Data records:
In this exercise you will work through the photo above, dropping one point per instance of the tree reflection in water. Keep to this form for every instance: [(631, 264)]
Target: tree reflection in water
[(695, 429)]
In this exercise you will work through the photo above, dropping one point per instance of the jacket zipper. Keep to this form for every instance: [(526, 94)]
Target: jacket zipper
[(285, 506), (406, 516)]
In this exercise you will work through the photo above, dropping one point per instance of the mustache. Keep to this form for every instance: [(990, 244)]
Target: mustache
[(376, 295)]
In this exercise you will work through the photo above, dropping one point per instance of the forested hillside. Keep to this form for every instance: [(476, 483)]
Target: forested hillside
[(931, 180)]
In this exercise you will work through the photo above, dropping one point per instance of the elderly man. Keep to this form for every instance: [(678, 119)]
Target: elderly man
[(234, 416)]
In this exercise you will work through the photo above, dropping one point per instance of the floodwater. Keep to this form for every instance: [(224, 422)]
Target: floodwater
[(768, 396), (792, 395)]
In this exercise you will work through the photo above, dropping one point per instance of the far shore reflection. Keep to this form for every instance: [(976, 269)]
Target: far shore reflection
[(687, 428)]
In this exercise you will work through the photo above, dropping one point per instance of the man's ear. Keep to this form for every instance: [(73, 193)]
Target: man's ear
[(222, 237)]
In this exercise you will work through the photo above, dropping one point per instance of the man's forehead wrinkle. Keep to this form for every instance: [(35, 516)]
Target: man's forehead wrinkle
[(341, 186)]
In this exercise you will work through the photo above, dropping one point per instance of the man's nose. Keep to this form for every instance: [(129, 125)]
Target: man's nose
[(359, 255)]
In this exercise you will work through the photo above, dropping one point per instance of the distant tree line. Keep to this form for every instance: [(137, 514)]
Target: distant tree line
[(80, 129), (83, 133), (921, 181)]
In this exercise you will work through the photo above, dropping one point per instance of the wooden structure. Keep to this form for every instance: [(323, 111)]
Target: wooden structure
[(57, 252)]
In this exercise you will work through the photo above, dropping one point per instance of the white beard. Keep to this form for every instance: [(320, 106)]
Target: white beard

■ Description of the task
Once more, write out all the data above exactly as given.

■ Worked solution
In this exercise you will work through the photo above, dropping one point per instance of the tree reflection in water. Keep to this form for every instance: [(631, 264)]
Target: tree reflection in water
[(695, 429)]
In this exercise you will work through the photo above, dropping one point per instance of the jacket zipper. Keep to this form for every instance: [(526, 94)]
Target: jacket zipper
[(285, 506), (406, 516)]
In this exercise you will work through the photo above, dropping one point per instance of the mustache. Keep to this form for every instance: [(990, 244)]
Target: mustache
[(376, 295)]
In this exercise you will work through the photo above, dropping one point per instance of the forested hillside. Keep to this form for every instance: [(476, 483)]
Target: forested hillside
[(931, 180)]
In this exercise you will work through the photo above, dropping one point per instance of the elderly man. Keep to this form for every instance: [(678, 119)]
Target: elderly man
[(234, 416)]
In this exercise you will work through the photo above, dropping one point per instance of the floodwater. Keep to this form for every instance: [(224, 422)]
Target: floodwater
[(768, 396), (792, 395)]
In this exercise you will work through the photo above, dropping one point per instance of the far shore reflection. Keep to this form for every instance: [(976, 269)]
Target: far shore reflection
[(687, 428)]
In this exercise you will work through the photo above, dropping one point per instance of the man's ear. Keep to this form for every instance: [(73, 193)]
Target: man's ear
[(222, 237)]
In this exercise you will work through the photo above, dropping one point per instance of the man's forehead wrinkle. Keep to this form for every instance: [(35, 516)]
Target: man's forehead wrinkle
[(341, 186)]
In this exercise you will work through the photo above, dropping one point per instance of the man's nose. Keep to this form for every instance: [(129, 125)]
Target: man's nose
[(359, 255)]
In this exercise you will work through the photo above, dropping one point per instance of the distant tree line. Keep to this form for every instance: [(137, 514)]
Target: distant tree line
[(80, 129), (83, 133), (921, 181)]
In this exercise you will work through the photo above, dropping one point per instance of the wooden structure. Keep to this form for every instance: [(323, 111)]
Target: wooden structure
[(57, 252)]
In this exercise you will work through the photo above, dropping one point per instance of the white beard. Keep to this form for every instance: [(320, 106)]
Target: white beard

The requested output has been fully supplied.